#### [Page text]

-- Begin --

At various times, Christoff and Inglese were Galexa board members. Christoff invested money in the company, receiving a note to secure the debt (the “Note”). The Note was secured by some intellectual property (the “IP”). The IP belonged to Galexa. But Inglese developed the IP and thought it was his. So he took control of Galexa, created Northstar, and transferred the IP to the new entity (or himself). Then, Northstar competed with Galexa. Through other conduct, Inglese breached some fiduciary duties. If that wasn't enough, after resigning from Galexa, Inglese hacked into its website and data storage- damaging the company's ability to operate.
With the pleadings closed, Defendants want judgment on Count 3. That claim seeks to declare Galexa owns the IP. Defendants say the Court cannot make the declaration because it requires factual findings and (aside from that) the relief is duplicative.

-- End --

#### [Complete the following]
A - Answer these from the Galexa passage, one line each:
(i) What did Christoff receive to secure the debt when he invested money in the company?
(ii) Who developed the IP?
(iii) On which count do Defendants want judgment?
B - According to the Galexa passage, why do Defendants say the Court cannot make the declaration sought in Count 3?
C - Retype the Galexa passage from "With the pleadings" up to and including "relief is duplicative.".
You don't need the data that follows to work with the Galexa passage.

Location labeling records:
-- Begin --

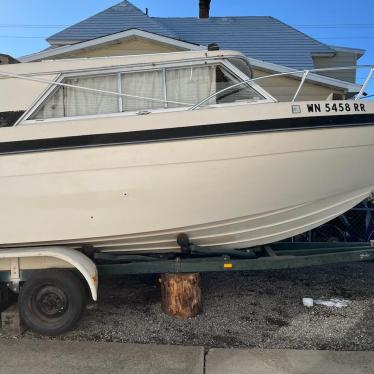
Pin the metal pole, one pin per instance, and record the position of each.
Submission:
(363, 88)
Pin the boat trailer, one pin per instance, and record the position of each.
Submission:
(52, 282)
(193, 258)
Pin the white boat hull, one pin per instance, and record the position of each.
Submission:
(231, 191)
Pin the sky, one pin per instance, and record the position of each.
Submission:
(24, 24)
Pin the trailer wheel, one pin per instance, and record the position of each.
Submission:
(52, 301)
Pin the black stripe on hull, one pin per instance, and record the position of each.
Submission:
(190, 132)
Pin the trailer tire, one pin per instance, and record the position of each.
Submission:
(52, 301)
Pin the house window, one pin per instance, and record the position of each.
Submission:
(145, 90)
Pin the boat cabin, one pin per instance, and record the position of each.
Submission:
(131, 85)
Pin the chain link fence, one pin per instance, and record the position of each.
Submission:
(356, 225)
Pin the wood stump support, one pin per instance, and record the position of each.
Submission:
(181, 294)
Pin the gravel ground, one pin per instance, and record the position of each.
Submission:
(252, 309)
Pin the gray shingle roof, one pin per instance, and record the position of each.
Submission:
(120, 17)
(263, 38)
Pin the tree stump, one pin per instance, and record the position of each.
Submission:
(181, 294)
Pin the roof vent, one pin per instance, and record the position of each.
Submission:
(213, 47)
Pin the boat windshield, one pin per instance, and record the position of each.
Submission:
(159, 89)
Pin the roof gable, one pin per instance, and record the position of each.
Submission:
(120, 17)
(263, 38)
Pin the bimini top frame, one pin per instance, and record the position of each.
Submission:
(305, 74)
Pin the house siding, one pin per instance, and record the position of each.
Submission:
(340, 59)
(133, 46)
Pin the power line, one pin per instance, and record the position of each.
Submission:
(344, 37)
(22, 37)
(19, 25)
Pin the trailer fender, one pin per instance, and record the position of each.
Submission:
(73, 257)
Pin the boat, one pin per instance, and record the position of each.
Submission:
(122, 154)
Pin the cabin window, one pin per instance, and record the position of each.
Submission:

-- End --

#### [Per-task outputs]
A -
(i) A note, called the "Note."
(ii) Inglese.
(iii) Count 3.

B - Defendants say the declaration would require factual findings. Apart from that, they argue the relief is duplicative.

C -
With the pleadings closed, Defendants want judgment on Count 3. That claim seeks to declare Galexa owns the IP. Defendants say the Court cannot make the declaration because it requires factual findings and (aside from that) the relief is duplicative.